-- BEGIN Material for this task --

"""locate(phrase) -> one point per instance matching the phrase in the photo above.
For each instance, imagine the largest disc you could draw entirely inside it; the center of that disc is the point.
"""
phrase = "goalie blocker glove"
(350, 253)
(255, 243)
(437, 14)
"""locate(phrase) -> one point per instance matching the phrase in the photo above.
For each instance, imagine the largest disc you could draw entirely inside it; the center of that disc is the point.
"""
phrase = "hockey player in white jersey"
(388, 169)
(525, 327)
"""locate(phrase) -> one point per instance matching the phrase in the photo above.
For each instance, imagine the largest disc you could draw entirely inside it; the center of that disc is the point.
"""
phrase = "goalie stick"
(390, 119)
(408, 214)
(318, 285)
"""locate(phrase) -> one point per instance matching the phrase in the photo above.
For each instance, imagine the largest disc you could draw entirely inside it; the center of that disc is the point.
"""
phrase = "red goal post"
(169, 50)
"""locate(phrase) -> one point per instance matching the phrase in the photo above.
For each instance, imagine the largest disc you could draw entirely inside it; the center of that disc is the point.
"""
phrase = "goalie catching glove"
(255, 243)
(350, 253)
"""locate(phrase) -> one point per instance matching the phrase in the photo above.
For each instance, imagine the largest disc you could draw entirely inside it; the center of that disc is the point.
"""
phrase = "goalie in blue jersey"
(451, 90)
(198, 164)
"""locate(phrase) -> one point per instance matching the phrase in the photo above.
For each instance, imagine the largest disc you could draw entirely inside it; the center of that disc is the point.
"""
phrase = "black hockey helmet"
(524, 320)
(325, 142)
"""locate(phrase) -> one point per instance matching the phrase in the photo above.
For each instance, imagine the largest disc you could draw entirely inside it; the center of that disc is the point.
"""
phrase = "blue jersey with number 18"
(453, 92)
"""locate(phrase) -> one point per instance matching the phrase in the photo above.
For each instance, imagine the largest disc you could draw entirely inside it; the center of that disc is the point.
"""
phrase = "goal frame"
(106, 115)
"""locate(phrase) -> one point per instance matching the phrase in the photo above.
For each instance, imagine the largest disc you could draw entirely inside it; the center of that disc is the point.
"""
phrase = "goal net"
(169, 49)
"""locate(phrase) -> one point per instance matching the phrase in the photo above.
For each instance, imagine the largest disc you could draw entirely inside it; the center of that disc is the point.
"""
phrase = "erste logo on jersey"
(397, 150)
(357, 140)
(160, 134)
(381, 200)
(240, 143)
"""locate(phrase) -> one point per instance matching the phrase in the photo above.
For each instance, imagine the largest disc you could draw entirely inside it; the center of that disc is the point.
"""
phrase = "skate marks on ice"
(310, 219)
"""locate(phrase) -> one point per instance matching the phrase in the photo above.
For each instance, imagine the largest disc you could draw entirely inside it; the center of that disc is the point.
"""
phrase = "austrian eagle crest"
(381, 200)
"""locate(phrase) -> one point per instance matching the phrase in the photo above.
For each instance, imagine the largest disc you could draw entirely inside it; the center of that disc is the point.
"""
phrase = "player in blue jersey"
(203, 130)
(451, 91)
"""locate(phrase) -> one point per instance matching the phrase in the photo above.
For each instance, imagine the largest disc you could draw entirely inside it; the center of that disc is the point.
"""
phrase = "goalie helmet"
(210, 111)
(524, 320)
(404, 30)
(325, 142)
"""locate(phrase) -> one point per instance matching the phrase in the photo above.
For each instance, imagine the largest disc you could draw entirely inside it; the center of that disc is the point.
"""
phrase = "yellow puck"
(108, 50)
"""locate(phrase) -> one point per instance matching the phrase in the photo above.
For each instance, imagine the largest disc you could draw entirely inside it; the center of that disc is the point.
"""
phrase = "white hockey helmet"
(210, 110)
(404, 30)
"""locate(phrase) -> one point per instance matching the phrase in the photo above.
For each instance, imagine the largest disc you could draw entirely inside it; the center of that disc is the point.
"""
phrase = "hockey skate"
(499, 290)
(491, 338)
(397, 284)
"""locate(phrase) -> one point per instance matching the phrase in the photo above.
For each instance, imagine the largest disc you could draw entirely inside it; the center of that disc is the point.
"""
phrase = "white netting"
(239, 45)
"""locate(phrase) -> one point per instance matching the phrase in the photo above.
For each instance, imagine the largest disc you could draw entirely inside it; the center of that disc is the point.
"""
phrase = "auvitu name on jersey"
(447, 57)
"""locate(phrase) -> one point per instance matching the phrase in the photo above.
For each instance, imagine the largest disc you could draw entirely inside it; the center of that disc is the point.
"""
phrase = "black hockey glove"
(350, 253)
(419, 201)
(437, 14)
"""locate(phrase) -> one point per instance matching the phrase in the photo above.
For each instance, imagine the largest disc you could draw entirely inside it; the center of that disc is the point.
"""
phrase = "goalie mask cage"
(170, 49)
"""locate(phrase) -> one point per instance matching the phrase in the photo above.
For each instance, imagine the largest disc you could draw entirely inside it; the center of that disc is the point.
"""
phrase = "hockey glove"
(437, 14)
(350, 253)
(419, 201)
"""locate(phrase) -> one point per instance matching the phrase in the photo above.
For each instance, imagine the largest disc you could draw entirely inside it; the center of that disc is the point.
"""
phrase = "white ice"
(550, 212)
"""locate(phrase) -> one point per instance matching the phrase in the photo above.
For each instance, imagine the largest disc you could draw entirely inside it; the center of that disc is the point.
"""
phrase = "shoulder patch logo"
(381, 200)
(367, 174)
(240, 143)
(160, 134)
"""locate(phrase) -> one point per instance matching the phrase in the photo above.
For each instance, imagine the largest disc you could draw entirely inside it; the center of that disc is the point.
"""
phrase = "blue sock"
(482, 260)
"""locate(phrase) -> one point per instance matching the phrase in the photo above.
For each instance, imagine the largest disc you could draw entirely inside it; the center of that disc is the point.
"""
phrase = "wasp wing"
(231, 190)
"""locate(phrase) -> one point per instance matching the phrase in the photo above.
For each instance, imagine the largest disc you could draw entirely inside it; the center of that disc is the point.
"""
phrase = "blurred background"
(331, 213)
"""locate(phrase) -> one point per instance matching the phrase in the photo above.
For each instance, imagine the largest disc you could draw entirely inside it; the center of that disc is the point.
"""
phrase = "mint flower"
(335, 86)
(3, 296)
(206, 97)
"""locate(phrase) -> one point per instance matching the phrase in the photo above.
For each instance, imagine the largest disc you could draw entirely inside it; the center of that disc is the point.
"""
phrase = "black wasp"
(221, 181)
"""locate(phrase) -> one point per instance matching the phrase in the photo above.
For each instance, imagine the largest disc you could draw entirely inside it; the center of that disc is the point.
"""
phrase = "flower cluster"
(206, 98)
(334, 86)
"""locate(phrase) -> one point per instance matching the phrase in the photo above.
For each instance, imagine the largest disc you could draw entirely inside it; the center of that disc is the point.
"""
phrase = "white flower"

-- END Material for this task --

▶ **Problem requirements**: Extract the data in full. Keep it word for word.

▶ **Response to the exercise**:
"""locate(phrase) -> one point per instance matching the phrase in the photo above.
For each instance, imagine the largest disc you could draw entirely inside it; the center of that disc is the point.
"""
phrase = "goalie blocker glove"
(350, 253)
(255, 243)
(437, 14)
"""locate(phrase) -> one point per instance matching the phrase in the photo above.
For each instance, imagine the largest disc you could draw entirely inside it; the center of that disc is the point.
"""
phrase = "hockey player in white jersey"
(388, 169)
(525, 327)
"""locate(phrase) -> one point per instance matching the phrase in the photo above.
For each instance, imagine the largest disc you could draw entirely inside it; the center of that disc is the point.
"""
phrase = "goalie stick"
(390, 119)
(408, 214)
(318, 285)
"""locate(phrase) -> one point per instance matching the phrase in the photo above.
For each instance, imagine the largest disc you could draw entirely inside it; the center of that disc is the point.
"""
phrase = "red goal post"
(169, 50)
"""locate(phrase) -> one point per instance matching the phrase in the photo above.
For each instance, imagine the largest disc you could draw entirely inside it; the center of that disc is the point.
"""
phrase = "goalie catching glove"
(255, 243)
(350, 253)
"""locate(phrase) -> one point per instance matching the phrase in the photo above.
For each instance, imagine the largest disc you could draw entirely inside it; the center of that disc is the point.
"""
phrase = "goalie in blue jersey"
(451, 90)
(198, 164)
"""locate(phrase) -> one point per instance matching the phrase in the photo above.
For each instance, imagine the largest disc you could draw entirely inside it; the center of that disc is the point.
"""
phrase = "black hockey helmet"
(524, 320)
(325, 142)
"""locate(phrase) -> one point per instance matching the phrase in the photo above.
For each instance, imagine the largest disc you could draw entirely inside it; the center of that disc is the point.
"""
phrase = "blue jersey with number 18"
(453, 92)
"""locate(phrase) -> one point per instance matching the phrase in the photo above.
For each instance, imagine the largest disc you could draw entirely inside it; the center of that disc is the point.
"""
phrase = "goal frame"
(106, 115)
"""locate(phrase) -> one point per instance matching the phrase in the photo above.
For each instance, imagine the largest disc you could draw entirely inside it; the center of that disc is the point.
"""
phrase = "goal net"
(169, 49)
"""locate(phrase) -> one point per instance matching the phrase in the photo above.
For each instance, imagine the largest disc you could draw entirely inside it; the center of that disc is the point.
"""
phrase = "erste logo on jersey"
(397, 150)
(357, 140)
(160, 134)
(381, 200)
(240, 143)
"""locate(phrase) -> one point per instance matching the phrase in the photo above.
For each instance, imagine the largest disc you could draw entirely inside it; the center of that disc is the point.
"""
phrase = "skate marks on ice"
(310, 219)
"""locate(phrase) -> one point per instance matching the phrase in the photo above.
For each instance, imagine the largest disc you could draw entirely inside it; the center of that disc is the point.
"""
phrase = "austrian eagle crest"
(381, 200)
"""locate(phrase) -> one point per instance matching the phrase in the photo above.
For each instance, imagine the largest disc you could draw entirely inside it; the center of that disc is the point.
"""
phrase = "player in blue jersey"
(203, 130)
(451, 91)
"""locate(phrase) -> one point per instance matching the phrase in the photo above.
For each instance, imagine the largest disc you could draw entirely inside it; the center of that disc is the point.
"""
phrase = "goalie helmet"
(210, 111)
(524, 320)
(404, 30)
(325, 142)
"""locate(phrase) -> one point per instance matching the phrase in the photo above.
For each instance, imagine the largest disc you could draw entirely inside it; the center of that disc is the point.
"""
phrase = "yellow puck"
(108, 50)
"""locate(phrase) -> one point per instance matching the phrase in the photo above.
For each instance, imagine the largest disc you could draw entirely inside it; the center of that disc is the point.
"""
phrase = "white hockey helmet"
(210, 110)
(404, 30)
"""locate(phrase) -> one point per instance matching the phrase in the photo above.
For each instance, imagine the largest disc you could draw entirely inside it; the center of that disc is the point.
"""
phrase = "hockey skate"
(499, 290)
(491, 338)
(397, 284)
"""locate(phrase) -> one point per instance matching the phrase in the photo above.
For each instance, imagine the largest disc you could draw entirely inside it; the center of that disc is the point.
"""
phrase = "white netting"
(239, 45)
"""locate(phrase) -> one point per instance matching the phrase in the photo above.
For each instance, imagine the largest disc you could draw entirely inside it; the center of that disc is the point.
"""
phrase = "auvitu name on jersey"
(447, 57)
"""locate(phrase) -> one point per instance matching the phrase in the photo above.
For each instance, imagine the largest disc you could draw entirely inside it; the center of that disc is the point.
"""
phrase = "black hockey glove"
(350, 253)
(419, 201)
(437, 14)
"""locate(phrase) -> one point per instance matching the phrase in the photo above.
For each instance, imagine the largest disc you could draw entirely inside it; the center of that disc is the point.
"""
phrase = "goalie mask cage"
(170, 49)
"""locate(phrase) -> one point per instance matching the phrase in the photo above.
For each instance, imagine the largest disc you could draw entirely inside it; the center of that disc is the point.
"""
phrase = "hockey glove"
(437, 14)
(350, 253)
(419, 201)
"""locate(phrase) -> one point per instance matching the phrase in the photo above.
For each instance, imagine the largest disc you could draw entirely inside it; the center of that disc is the point.
"""
phrase = "white ice"
(550, 212)
"""locate(phrase) -> one point per instance matching the phrase in the photo above.
For each instance, imagine the largest disc you could draw entirely inside it; the center of that disc is the point.
"""
phrase = "shoulder patch logo"
(381, 200)
(367, 174)
(240, 143)
(160, 134)
"""locate(phrase) -> one point per instance matching the phrase in the photo above.
For each instance, imagine the largest disc you could draw entirely inside it; the center of that disc is the point.
"""
phrase = "blue sock"
(482, 260)
"""locate(phrase) -> one point per instance matching the phrase in the photo above.
For each instance, imagine the largest disc you could draw entirely inside it; the center of that disc is the point.
"""
phrase = "wasp wing"
(231, 190)
"""locate(phrase) -> one point per instance matching the phrase in the photo above.
For each instance, imagine the largest disc you could draw entirely inside it; the center of that disc is the point.
"""
phrase = "blurred background"
(331, 213)
"""locate(phrase) -> one point per instance matching the phrase in the photo above.
For each instance, imagine the largest disc you could draw entirely inside it; the center of that disc is the point.
"""
phrase = "mint flower"
(335, 86)
(3, 296)
(206, 97)
"""locate(phrase) -> one point per instance matching the phrase in the photo above.
For each instance, imagine the largest disc you could draw entirely inside it; the center of that disc is the point.
"""
phrase = "black wasp"
(221, 181)
"""locate(phrase) -> one point per instance matching the phrase in the photo above.
For each instance, imagine the largest disc you could draw entirely inside it; the center of that disc is the point.
"""
phrase = "flower cluster"
(206, 98)
(334, 86)
"""locate(phrase) -> one point per instance matching the phrase in the photo above.
For each instance, imagine the largest disc you could draw entirely inside it; the center of that disc is the point.
"""
phrase = "white flower"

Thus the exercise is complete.